#### Objective:
Reproduce the data word for word, starting with the line that contains "The component shall locate the woven" and continuing through the last line of the data.

** START OF Records for this exercise **

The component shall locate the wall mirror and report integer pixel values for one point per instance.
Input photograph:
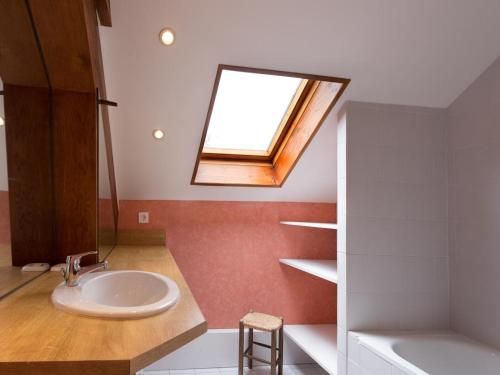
(106, 220)
(11, 277)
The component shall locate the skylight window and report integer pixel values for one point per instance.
(248, 111)
(259, 123)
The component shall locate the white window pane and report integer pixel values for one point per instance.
(248, 110)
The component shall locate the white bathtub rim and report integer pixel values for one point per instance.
(381, 343)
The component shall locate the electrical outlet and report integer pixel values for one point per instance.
(143, 217)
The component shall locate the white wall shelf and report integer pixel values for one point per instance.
(319, 341)
(325, 269)
(310, 224)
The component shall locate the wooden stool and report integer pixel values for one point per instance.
(261, 322)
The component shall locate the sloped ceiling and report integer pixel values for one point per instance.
(422, 53)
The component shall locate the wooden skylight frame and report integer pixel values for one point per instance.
(312, 103)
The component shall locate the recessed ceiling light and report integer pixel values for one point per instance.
(158, 134)
(167, 36)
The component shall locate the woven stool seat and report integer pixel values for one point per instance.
(267, 323)
(262, 322)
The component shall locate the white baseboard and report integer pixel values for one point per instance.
(219, 348)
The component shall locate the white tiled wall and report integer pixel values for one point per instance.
(474, 209)
(392, 212)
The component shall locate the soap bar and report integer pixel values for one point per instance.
(35, 267)
(58, 267)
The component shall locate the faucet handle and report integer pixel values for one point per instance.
(73, 261)
(76, 257)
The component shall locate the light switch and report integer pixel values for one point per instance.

** END OF Records for this exercise **

#### Solution to this task:
The component shall locate the woven stool seat and report integer pixel values for one point per instance.
(267, 323)
(262, 322)
The component shall locate the white baseboard and report integer pixel values for one point per instance.
(219, 348)
The component shall locate the white tiled wall and report integer pixel values for one point per instance.
(474, 209)
(392, 212)
The component shall locate the soap bar and report integer pixel values for one point per instance.
(35, 267)
(58, 267)
The component shall locate the faucet handle and report integer pixel values for one point per instance.
(73, 261)
(76, 257)
The component shall locate the light switch and report integer pixel values for one point per instance.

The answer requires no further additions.